((

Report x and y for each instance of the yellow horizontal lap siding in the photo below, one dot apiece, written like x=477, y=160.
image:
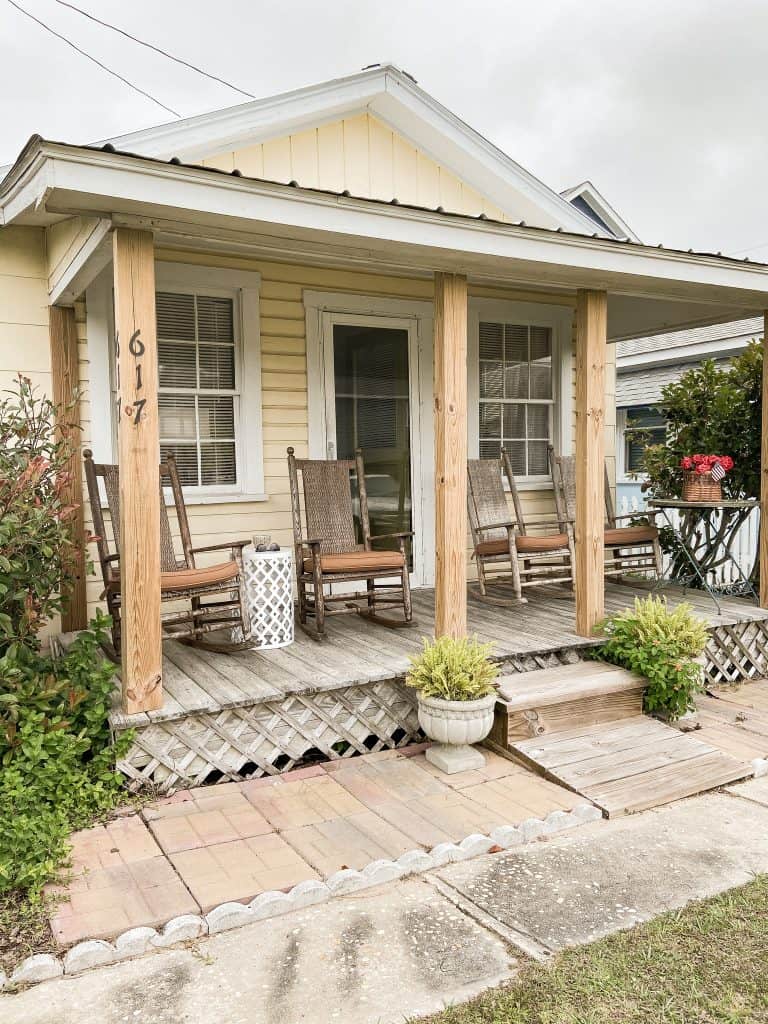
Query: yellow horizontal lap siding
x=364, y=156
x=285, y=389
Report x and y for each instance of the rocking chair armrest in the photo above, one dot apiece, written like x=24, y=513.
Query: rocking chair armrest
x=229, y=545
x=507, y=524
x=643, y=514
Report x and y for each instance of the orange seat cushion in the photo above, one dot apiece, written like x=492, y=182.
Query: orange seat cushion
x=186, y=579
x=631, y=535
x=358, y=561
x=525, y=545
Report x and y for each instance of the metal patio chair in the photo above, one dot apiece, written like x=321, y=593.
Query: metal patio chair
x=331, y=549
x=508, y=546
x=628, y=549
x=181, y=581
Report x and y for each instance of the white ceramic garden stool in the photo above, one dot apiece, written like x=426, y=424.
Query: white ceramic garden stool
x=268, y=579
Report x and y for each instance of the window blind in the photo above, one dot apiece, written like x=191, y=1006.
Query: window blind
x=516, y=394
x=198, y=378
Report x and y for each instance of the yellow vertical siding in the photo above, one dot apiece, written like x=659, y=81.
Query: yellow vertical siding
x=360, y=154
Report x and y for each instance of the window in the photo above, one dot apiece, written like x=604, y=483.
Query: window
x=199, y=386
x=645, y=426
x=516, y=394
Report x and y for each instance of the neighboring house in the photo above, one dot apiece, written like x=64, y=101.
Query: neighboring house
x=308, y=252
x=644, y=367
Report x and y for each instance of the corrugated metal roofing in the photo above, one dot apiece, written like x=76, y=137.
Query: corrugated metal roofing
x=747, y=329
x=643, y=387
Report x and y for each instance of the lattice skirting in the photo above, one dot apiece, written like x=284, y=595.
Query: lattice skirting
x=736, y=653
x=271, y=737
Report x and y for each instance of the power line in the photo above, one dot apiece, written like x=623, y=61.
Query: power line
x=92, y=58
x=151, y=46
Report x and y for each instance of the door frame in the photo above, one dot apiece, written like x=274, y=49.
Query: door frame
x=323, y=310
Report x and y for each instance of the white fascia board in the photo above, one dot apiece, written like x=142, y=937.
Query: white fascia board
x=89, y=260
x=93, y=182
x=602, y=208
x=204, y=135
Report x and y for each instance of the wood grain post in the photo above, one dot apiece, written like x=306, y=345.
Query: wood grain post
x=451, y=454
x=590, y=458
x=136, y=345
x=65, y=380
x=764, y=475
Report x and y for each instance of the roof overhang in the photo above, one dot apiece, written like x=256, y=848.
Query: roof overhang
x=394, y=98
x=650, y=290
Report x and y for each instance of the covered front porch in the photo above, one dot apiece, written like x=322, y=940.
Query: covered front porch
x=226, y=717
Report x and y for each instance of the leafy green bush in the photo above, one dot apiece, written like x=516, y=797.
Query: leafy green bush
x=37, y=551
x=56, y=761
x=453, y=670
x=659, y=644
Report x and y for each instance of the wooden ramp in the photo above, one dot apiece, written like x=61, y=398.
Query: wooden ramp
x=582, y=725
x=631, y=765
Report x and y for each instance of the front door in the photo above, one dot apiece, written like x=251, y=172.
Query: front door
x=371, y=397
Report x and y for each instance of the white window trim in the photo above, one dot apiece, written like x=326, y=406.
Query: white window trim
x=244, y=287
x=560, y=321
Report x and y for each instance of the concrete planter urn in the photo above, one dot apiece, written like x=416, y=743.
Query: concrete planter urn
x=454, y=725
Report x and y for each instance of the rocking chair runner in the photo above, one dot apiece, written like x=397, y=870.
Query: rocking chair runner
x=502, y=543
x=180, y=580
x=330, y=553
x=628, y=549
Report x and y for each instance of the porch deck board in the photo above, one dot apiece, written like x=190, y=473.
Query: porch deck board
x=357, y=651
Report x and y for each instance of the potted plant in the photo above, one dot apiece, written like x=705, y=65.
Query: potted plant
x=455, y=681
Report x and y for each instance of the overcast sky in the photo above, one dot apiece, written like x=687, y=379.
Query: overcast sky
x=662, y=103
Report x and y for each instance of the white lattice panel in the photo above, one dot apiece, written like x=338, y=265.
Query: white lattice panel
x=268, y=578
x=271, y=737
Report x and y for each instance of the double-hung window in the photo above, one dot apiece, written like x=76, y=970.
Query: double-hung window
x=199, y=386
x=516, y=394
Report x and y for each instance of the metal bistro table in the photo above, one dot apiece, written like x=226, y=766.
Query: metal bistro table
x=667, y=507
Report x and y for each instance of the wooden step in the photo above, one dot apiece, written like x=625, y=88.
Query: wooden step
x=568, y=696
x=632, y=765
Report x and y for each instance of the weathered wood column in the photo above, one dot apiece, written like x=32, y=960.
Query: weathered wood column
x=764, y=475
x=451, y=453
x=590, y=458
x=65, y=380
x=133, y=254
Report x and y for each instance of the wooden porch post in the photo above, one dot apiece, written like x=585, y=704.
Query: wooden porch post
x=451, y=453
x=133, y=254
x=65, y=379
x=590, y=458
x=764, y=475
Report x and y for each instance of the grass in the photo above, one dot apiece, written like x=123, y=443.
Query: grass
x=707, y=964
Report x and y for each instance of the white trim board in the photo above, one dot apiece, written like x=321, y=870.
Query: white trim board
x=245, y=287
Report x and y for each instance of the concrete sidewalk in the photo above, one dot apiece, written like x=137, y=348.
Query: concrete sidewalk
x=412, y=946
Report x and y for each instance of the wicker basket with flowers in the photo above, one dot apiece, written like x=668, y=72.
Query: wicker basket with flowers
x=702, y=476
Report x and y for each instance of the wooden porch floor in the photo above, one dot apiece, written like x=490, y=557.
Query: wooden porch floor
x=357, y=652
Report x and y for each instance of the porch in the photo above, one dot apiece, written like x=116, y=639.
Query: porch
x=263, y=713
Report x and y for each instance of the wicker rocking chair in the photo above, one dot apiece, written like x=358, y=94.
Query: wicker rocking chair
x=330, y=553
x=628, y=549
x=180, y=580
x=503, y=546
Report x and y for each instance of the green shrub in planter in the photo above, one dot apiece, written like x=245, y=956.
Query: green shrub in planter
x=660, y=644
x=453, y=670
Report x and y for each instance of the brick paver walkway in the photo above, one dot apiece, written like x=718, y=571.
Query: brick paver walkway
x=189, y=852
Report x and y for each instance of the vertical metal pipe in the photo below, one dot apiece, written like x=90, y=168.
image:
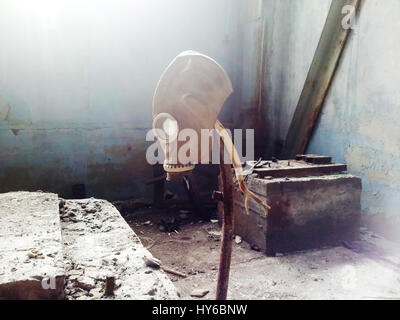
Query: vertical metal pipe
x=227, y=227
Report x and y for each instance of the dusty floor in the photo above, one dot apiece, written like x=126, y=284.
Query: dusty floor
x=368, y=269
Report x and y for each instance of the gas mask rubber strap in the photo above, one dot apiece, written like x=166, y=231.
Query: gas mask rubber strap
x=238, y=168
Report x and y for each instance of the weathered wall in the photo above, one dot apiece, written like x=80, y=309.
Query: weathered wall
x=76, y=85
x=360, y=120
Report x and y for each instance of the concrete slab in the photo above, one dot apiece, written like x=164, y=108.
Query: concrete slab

))
((

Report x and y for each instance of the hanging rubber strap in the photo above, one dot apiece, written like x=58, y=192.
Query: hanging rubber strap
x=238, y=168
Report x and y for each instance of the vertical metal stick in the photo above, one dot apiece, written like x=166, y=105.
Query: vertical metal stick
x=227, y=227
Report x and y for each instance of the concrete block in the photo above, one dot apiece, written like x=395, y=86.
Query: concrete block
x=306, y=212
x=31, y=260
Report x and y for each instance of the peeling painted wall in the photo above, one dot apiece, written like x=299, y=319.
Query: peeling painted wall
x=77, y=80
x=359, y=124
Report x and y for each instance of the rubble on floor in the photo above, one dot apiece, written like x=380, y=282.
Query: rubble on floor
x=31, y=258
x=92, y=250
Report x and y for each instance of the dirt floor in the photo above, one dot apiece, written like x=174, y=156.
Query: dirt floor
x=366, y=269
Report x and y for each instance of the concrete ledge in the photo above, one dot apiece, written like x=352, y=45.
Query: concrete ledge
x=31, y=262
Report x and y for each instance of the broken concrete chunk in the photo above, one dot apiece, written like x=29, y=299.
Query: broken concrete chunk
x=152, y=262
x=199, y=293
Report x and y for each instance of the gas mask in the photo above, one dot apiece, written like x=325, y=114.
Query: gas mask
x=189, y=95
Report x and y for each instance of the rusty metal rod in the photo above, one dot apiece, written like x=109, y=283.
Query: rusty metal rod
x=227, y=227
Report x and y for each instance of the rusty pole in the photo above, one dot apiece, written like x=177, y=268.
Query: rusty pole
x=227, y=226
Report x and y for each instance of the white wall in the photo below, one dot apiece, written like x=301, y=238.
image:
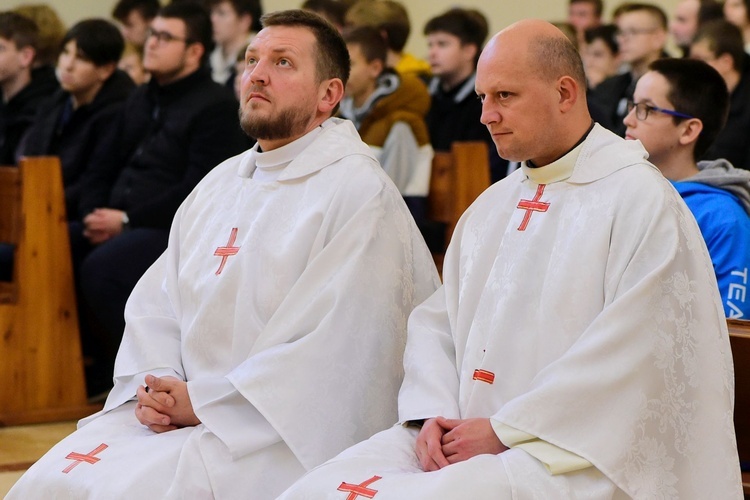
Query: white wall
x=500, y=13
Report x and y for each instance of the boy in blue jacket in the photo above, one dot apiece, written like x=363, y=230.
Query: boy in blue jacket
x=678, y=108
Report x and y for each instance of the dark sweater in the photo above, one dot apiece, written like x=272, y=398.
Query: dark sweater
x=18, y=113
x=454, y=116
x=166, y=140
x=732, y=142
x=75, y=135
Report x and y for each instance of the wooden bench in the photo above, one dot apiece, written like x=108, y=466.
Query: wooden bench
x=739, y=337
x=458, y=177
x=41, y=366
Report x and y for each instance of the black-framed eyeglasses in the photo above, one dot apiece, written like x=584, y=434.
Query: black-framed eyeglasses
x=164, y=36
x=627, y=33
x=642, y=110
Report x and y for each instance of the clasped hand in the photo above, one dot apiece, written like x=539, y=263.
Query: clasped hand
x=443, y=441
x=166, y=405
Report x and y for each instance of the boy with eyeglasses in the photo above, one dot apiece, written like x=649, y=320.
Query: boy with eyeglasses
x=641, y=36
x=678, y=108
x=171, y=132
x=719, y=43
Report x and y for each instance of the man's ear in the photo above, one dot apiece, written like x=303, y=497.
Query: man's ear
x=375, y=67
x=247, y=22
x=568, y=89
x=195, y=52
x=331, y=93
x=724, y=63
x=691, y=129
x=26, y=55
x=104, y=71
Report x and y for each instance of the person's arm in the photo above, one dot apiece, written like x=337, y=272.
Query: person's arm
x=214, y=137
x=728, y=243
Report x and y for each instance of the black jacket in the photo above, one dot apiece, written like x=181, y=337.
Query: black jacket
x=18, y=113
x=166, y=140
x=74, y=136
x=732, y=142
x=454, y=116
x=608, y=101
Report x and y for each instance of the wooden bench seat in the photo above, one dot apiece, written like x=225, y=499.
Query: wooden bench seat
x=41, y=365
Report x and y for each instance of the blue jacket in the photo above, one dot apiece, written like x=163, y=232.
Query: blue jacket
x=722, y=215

))

▸ **WHAT TO PRODUCE**
Can you express the material from the line with "Report x and y for each instance of the front" through the line with "x=371, y=397" as a two-column CSV with the headers instruction and response? Each row should hold one text and its answer, each in its own quoted field, with line breaks turned into spaces.

▸ **SOLUTION TO THIS PROBLEM**
instruction,response
"Report x and y for each instance of the front door in the photo above, one dot apiece, written like x=251, y=172. Query: front door","x=371, y=397"